[Opening Recorded data section]
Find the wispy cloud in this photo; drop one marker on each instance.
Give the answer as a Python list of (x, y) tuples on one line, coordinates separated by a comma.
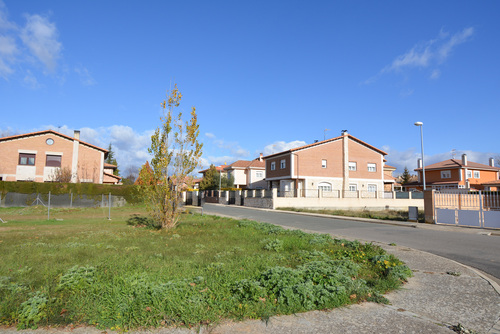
[(433, 52), (233, 147), (280, 146)]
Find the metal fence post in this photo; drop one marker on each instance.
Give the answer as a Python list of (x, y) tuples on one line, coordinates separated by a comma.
[(109, 205), (481, 215), (48, 210)]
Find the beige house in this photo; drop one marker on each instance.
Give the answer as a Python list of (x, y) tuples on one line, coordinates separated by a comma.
[(344, 163), (248, 174), (42, 156), (109, 176), (457, 174)]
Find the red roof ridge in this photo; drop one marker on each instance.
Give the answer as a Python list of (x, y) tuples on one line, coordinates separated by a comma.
[(327, 141), (37, 133)]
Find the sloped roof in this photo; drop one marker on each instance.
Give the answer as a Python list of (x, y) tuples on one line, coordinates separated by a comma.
[(491, 183), (217, 168), (256, 163), (113, 176), (325, 142), (456, 163), (39, 133)]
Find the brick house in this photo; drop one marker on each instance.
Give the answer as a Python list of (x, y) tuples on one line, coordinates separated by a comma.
[(248, 174), (109, 176), (38, 157), (343, 163), (390, 181), (458, 174)]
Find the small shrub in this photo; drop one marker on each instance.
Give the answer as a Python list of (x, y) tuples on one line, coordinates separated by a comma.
[(33, 311), (275, 245), (77, 278), (140, 221)]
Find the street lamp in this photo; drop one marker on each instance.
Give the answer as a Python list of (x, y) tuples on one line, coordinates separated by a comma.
[(420, 124)]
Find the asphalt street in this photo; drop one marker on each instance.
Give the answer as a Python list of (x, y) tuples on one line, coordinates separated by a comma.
[(472, 247)]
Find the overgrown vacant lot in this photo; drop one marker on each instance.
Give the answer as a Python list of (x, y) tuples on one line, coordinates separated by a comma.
[(85, 269)]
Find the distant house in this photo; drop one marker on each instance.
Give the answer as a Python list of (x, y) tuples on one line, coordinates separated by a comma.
[(109, 176), (343, 163), (390, 182), (40, 156), (248, 174), (457, 174)]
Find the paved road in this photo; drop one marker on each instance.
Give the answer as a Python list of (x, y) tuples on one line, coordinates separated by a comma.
[(465, 245)]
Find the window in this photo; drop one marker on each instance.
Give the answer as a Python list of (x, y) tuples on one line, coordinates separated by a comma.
[(445, 174), (325, 186), (26, 159), (53, 161)]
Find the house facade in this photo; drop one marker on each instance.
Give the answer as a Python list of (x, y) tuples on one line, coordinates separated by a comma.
[(343, 163), (248, 174), (457, 174), (390, 182), (109, 177), (43, 156)]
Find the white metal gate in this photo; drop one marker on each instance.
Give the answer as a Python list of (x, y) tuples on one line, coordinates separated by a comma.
[(466, 208)]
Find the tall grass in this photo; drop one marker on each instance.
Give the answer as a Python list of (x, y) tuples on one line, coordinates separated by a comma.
[(113, 275)]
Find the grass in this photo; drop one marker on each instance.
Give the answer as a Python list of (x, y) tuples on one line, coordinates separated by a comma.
[(383, 214), (85, 269)]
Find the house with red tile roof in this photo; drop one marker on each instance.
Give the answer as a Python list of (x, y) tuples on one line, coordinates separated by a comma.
[(458, 174), (39, 156), (248, 174), (109, 174), (344, 163), (390, 181)]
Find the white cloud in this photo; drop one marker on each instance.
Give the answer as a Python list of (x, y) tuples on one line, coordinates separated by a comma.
[(280, 146), (422, 55), (459, 38), (40, 36)]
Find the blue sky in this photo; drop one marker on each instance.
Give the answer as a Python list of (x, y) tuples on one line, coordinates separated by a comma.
[(264, 76)]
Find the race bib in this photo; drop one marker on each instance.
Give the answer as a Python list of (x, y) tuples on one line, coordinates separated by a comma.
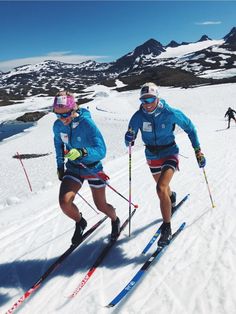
[(64, 138), (147, 127)]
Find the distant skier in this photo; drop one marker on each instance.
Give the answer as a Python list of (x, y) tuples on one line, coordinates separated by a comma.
[(156, 120), (77, 138), (230, 113)]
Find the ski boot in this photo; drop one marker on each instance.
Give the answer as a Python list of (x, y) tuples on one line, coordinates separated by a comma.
[(166, 235), (79, 229), (115, 229)]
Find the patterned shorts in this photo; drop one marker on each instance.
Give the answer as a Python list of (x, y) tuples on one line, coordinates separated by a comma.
[(158, 165), (93, 181)]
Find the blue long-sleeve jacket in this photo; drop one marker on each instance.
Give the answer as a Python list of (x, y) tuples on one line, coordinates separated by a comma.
[(80, 133), (157, 129)]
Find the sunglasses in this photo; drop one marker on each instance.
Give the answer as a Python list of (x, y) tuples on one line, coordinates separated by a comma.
[(63, 115), (148, 100)]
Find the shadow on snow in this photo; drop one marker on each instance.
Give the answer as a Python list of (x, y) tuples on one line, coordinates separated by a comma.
[(25, 273)]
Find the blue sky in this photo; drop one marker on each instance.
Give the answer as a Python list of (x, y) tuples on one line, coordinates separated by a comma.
[(74, 31)]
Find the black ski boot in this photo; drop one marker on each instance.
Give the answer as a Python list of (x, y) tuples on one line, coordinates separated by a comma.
[(166, 235), (79, 229), (173, 202), (115, 229)]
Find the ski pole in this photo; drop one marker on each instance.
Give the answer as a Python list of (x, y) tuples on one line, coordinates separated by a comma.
[(212, 203), (129, 188), (24, 171), (87, 202), (104, 181)]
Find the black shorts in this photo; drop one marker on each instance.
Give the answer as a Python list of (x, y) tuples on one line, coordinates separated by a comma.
[(93, 181)]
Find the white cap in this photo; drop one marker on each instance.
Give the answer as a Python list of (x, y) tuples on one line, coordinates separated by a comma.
[(149, 89)]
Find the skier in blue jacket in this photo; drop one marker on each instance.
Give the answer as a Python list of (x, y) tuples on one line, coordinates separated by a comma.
[(156, 121), (77, 138)]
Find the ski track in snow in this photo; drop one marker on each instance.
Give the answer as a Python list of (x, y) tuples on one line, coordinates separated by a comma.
[(196, 275)]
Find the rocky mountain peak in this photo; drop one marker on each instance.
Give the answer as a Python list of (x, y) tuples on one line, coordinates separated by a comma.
[(203, 38)]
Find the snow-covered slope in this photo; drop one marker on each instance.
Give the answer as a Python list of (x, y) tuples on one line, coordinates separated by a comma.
[(197, 273)]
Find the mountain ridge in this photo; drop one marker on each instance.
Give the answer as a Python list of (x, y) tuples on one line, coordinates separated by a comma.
[(205, 61)]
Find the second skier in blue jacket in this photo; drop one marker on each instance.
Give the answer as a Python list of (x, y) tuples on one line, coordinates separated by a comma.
[(156, 121)]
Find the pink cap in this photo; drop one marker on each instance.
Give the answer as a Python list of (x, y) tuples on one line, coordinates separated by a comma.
[(64, 101)]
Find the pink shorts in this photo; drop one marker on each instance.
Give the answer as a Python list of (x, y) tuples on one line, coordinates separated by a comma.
[(158, 165)]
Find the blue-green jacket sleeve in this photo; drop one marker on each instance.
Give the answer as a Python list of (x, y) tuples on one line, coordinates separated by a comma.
[(59, 146), (186, 124)]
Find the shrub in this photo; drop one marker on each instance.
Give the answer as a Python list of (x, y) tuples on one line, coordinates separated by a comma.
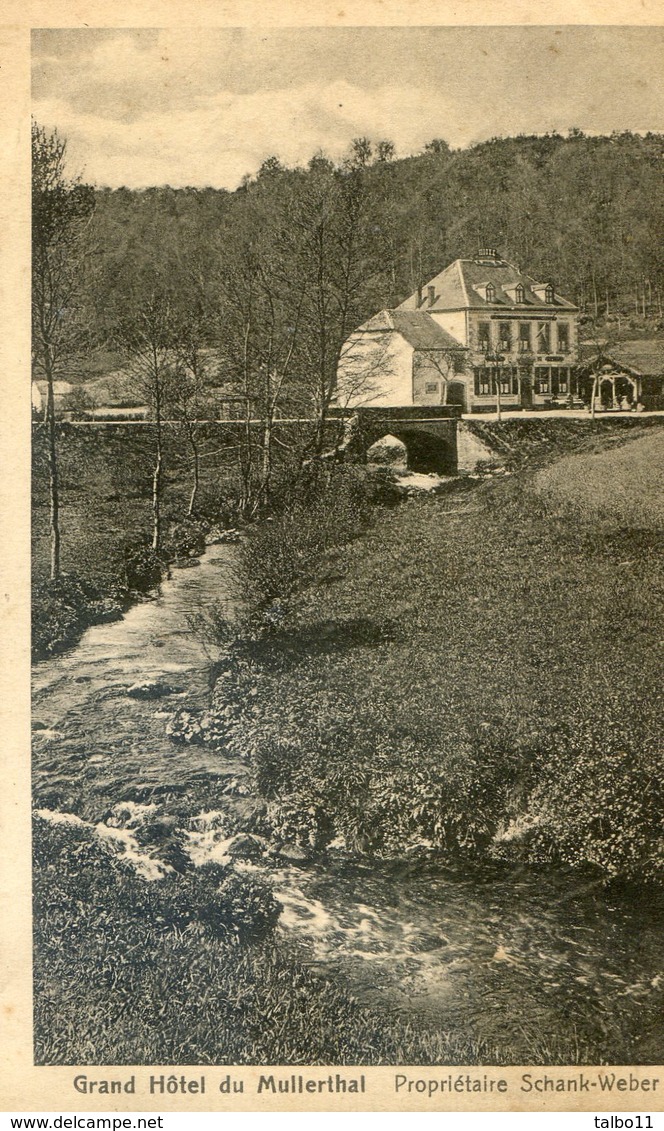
[(187, 538), (328, 508), (144, 567), (61, 610), (600, 801)]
[Closing Recorded data section]
_What you will do_: Scan the listing for the string "boot" and copy every line that carries it.

_Task result_:
Find the ski boot in this photo; drop one marker on each instance.
Find the black ski boot in this photo; drop one marker on each instance.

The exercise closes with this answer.